── TEXT SECTION

NOTORIOUS MURDERS > CELEBRITY CRIMES

SEE MURDER: Rapper Lives Up to His Lyrics

The Music of the 'Hood

New Orleans, Louisiana
New Orleans, Louisiana

You hear it everywhere. At the gas station. In the mall parking lot. Blasting out of car windows while you're walking or driving down the street. And you can't mistake it. The thumping, pulsating, hyper-bass beat. The raunchy lyrics. The defiant voices. The whiny synthesizers. It's rap music, or hip hop, or gangsta rap, or a variety of other terms which are being coined and redefined on an almost-daily basis.

Though purists balk at calling it "music," it's the early 21st century's version of "race music," a recording industry-imposed stigma that kept an entire genre from receiving commercial airplay more than half a century ago. It's the music of the contemporary urban ghetto and the inner city housing projects. A strident voice largely glorifying a culture of hedonism, drugs and violence. A no-holds-barred soapbox that obliterates the last remaining societal restraints on explicit lyrics and good taste.

Once confined almost exclusively to inner-city culture, rap/hip hop is now just as likely to be heard blasting through the open windows of a white teenager's Mustang in a well-heeled, gated suburban subdivision. Just as raucous black artists like Little Richard, James Brown, Larry Williams, Hank Ballard, Screamin' Jay Hawkins [DMS1] and others were embraced and welcomed into the culture of a generation of white post-war teens, much to the chagrin of their parents, black rap artists of the late 20th and early 21st centuries are the idols and role models of many of today's young whites, as well as blacks.

Little Richard
Little Richard

In few places in the United States is this more evident than in New Orleans, Louisiana. Prior to the devastation caused in August and September 2005 by Hurricanes Katrina and Rita, the city was 65% African American, with a sizable percentage of them living in public housing projects. Each of the city's 7,000 public housing units were occupied by an average of three to five people, making for a very overcrowded living environment. And even those who didn't live in public housing were often jammed into densely populated neighborhoods where a combination of sociological factors, many of which dated back over 200 years, kept them at the bottom of the feeding chain.

────
── DATA PROVIDED

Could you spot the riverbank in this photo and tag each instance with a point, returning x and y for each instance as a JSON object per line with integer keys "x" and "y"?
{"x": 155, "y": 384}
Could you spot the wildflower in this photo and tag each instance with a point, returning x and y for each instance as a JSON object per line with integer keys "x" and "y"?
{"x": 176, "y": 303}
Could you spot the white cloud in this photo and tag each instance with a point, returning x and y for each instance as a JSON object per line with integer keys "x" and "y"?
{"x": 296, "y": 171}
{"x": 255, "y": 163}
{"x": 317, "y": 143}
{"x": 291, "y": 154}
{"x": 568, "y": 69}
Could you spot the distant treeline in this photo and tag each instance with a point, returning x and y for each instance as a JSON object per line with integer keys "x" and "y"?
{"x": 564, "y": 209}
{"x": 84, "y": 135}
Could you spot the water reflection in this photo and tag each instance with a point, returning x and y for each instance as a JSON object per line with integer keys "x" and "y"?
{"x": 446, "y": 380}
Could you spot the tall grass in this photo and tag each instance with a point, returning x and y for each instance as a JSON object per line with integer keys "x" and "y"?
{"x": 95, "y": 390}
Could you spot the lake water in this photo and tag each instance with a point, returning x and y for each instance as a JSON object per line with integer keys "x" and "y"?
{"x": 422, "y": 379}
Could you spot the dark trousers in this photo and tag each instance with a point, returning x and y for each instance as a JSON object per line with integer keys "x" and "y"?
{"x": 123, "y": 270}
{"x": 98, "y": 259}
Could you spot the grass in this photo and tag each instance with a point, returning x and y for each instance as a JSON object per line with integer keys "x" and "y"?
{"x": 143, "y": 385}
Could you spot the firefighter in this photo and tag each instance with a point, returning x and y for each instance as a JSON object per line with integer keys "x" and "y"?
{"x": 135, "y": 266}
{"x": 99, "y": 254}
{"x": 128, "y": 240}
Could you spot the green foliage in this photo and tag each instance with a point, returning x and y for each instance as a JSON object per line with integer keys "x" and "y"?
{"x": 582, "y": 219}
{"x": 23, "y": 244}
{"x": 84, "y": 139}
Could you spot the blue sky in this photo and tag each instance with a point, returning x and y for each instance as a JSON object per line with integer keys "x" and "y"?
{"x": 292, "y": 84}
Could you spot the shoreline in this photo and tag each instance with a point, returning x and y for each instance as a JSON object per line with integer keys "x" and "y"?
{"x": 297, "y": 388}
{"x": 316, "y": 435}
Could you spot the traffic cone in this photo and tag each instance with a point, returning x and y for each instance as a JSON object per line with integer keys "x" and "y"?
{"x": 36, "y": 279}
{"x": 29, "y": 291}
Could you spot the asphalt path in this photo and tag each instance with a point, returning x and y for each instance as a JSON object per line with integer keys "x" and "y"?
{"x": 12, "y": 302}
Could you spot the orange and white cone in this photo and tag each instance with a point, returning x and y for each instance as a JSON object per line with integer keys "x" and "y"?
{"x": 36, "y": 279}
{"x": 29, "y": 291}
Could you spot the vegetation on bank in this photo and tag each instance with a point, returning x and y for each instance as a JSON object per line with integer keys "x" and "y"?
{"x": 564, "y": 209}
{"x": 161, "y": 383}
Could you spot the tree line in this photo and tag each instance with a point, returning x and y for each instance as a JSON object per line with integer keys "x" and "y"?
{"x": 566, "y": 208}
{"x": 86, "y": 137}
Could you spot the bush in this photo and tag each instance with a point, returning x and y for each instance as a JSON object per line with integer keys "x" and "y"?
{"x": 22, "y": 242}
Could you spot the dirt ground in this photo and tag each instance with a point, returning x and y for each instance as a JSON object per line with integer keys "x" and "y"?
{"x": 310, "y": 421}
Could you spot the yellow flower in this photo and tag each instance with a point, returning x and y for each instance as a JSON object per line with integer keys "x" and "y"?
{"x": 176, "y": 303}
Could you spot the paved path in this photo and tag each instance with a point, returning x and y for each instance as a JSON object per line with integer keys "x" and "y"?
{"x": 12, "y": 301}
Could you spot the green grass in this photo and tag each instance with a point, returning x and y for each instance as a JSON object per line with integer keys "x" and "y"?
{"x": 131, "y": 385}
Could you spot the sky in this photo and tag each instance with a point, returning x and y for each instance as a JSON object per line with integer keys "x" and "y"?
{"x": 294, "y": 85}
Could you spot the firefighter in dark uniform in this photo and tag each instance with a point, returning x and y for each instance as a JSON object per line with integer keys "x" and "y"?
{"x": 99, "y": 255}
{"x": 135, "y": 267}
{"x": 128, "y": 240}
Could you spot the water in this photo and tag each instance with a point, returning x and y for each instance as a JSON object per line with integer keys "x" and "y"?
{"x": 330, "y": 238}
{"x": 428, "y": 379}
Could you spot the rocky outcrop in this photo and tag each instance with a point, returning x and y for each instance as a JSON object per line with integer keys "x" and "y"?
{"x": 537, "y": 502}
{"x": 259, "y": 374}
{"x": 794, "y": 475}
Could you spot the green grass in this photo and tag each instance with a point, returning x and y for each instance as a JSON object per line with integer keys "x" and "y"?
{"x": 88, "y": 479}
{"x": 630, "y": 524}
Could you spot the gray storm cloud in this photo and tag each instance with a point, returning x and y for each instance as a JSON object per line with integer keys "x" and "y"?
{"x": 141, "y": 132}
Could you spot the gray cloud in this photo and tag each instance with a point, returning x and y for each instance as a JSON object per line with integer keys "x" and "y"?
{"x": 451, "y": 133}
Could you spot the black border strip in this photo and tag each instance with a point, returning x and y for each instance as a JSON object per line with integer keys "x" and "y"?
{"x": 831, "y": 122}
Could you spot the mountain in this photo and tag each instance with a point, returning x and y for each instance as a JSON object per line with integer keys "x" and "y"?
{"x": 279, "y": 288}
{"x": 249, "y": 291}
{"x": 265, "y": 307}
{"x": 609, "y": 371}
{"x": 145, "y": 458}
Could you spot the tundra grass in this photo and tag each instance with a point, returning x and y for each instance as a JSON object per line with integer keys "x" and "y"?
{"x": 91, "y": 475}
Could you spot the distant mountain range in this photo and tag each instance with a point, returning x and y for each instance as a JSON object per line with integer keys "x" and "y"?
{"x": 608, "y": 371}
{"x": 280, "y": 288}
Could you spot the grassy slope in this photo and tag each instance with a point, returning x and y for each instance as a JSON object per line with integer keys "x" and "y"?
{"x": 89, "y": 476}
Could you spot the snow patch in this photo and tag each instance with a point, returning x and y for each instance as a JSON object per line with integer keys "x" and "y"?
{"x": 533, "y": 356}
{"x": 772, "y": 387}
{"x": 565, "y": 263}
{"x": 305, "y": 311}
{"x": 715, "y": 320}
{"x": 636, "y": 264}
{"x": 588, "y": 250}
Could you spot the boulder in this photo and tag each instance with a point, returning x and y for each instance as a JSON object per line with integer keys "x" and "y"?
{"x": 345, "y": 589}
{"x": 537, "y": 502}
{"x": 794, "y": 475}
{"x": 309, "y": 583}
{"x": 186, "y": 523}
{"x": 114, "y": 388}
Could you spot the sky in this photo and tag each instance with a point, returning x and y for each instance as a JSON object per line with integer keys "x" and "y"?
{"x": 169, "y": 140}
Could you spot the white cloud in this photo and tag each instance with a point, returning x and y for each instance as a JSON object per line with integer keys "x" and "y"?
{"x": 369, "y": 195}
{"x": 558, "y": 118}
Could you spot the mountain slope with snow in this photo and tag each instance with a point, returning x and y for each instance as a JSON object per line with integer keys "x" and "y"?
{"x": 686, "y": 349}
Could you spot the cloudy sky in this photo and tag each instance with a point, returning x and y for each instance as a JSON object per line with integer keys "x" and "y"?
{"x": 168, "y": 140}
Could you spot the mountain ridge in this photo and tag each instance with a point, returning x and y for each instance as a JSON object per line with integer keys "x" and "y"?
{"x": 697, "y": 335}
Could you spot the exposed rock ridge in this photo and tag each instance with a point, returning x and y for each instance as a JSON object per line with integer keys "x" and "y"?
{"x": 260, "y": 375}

────

ACTIVITY LIST:
**1.** List the black artists that the rap music article names as having been embraced by a generation of white post-war teens.
**2.** Please answer these questions from the rap music article:
(a) Which two hurricanes caused devastation in New Orleans in August and September 2005?
(b) What share of the city's population was African American before those hurricanes?
(c) How many public housing units did the city have?
**3.** According to the rap music article, why was the living environment in New Orleans public housing very overcrowded?
The rows have no connection to the rap music article.

WRITTEN ANSWERS:
**1.** Little Richard, James Brown, Larry Williams, Hank Ballard, Screamin' Jay Hawkins

**2.**
(a) Hurricanes Katrina and Rita
(b) 65%
(c) 7,000

**3.** Each of the city's 7,000 public housing units was occupied by an average of three to five people.